======== TASK MATERIAL ========

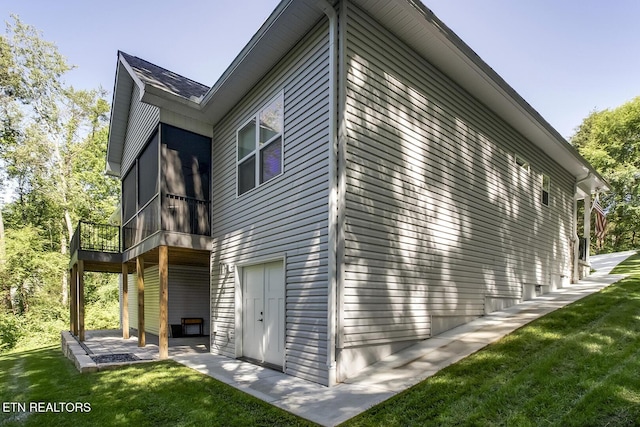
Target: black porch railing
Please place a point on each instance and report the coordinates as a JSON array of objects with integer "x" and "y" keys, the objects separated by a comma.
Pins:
[{"x": 96, "y": 237}]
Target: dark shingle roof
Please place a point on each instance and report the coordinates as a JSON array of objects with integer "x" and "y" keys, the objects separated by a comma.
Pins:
[{"x": 164, "y": 79}]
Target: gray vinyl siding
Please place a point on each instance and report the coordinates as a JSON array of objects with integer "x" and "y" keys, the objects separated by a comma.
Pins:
[
  {"x": 286, "y": 217},
  {"x": 188, "y": 294},
  {"x": 188, "y": 297},
  {"x": 438, "y": 215},
  {"x": 143, "y": 120},
  {"x": 151, "y": 300}
]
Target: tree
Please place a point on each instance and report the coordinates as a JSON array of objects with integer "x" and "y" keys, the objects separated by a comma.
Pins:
[
  {"x": 610, "y": 141},
  {"x": 53, "y": 141}
]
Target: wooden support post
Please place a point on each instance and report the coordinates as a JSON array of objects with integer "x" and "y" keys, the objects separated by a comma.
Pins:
[
  {"x": 140, "y": 273},
  {"x": 163, "y": 269},
  {"x": 81, "y": 300},
  {"x": 73, "y": 300},
  {"x": 125, "y": 301}
]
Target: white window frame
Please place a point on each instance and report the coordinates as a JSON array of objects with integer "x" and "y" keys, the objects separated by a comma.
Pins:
[
  {"x": 545, "y": 189},
  {"x": 522, "y": 163},
  {"x": 259, "y": 149}
]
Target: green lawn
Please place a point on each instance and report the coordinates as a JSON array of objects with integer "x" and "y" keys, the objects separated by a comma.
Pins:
[
  {"x": 153, "y": 394},
  {"x": 578, "y": 366}
]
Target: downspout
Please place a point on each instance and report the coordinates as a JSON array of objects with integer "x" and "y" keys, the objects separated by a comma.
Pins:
[
  {"x": 576, "y": 251},
  {"x": 329, "y": 10}
]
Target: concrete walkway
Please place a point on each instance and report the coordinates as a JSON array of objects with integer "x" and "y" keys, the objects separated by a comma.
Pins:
[{"x": 330, "y": 406}]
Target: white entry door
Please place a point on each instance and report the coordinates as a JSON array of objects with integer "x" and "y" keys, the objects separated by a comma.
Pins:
[{"x": 263, "y": 324}]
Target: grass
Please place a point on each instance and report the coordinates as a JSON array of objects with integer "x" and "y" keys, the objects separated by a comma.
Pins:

========

- [WHAT YOU NEED TO DO]:
Retrieve all lines from the data that contain the string "white".

- [OUTPUT]:
Target: white window frame
Target: white entry door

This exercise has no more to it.